▶ **Passage shown**
....................

Wildman reports also come from East Africa. Capt. William Kitchens reported in 1937:

"Some years ago I was sent on an official lion-hunt in this area (the Ussure and Simibit forests on the western side of the Wembare plains) and, while waiting in a forest glade for a man-eater, I saw two small, brown, furry creatures come from dense forest on one side of the glade and disappear into the thickets on the other.

 

They were like little men, about 4 feet high, walking upright, but clad in russet hair. The native hunter with me gazed in mingled fear and amazement. They were, he said, agogwe, the little furry men whom one does not see once in a lifetime."

Were they just apes or monkeys? It does not seem that either Kitchens or the native hunter accompanying him would have been unable to recognize an ape or monkey. Many reports of the Agogwe emanate from Tanzania and Mozambique.


From the Congo region come reports of the Kakundakari and Kilomba. About 5.5 feet tall and covered with hair, they are said to walk upright like humans. Charles Cordier, a professional animal collector who worked for many zoos and museums, followed tracks of the Kakundakari in Zaire in the late 1950s and early 1960s.

 

Once, said Cordier, a Kakundakari had become entangled in one of his bird snares.

"It fell on its face," said Cordier, "turned over, sat up, took the noose off its feet, and walked away before the nearby African could do anything."

....................

▶ **Task requirements**
1. In the passage on African wildman reports, rewrite the text from "From the Congo" up to and including "and early 1960s.", substituting "Congo basin" for "Congo region".
2. For the passage on African wildman reports, state whether each statement agrees with it, and quote the words that decide: (a) Kitchens saw two creatures cross the glade. (b) The Kakundakari are said to be about 4 feet tall. (c) Cordier collected animals for a single zoo.

▶ **Data block**
....................

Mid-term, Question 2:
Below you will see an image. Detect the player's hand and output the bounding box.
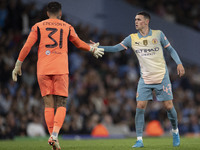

....................

▶ **Results for the exercise**
1.
From the Congo basin come reports of the Kakundakari and Kilomba. About 5.5 feet tall and covered with hair, they are said to walk upright like humans. Charles Cordier, a professional animal collector who worked for many zoos and museums, followed tracks of the Kakundakari in Zaire in the late 1950s and early 1960s.

2.
(a) Yes: "I saw two small, brown, furry creatures come from dense forest on one side of the glade and disappear into the thickets on the other."
(b) No: "About 5.5 feet tall and covered with hair"
(c) No: "a professional animal collector who worked for many zoos and museums"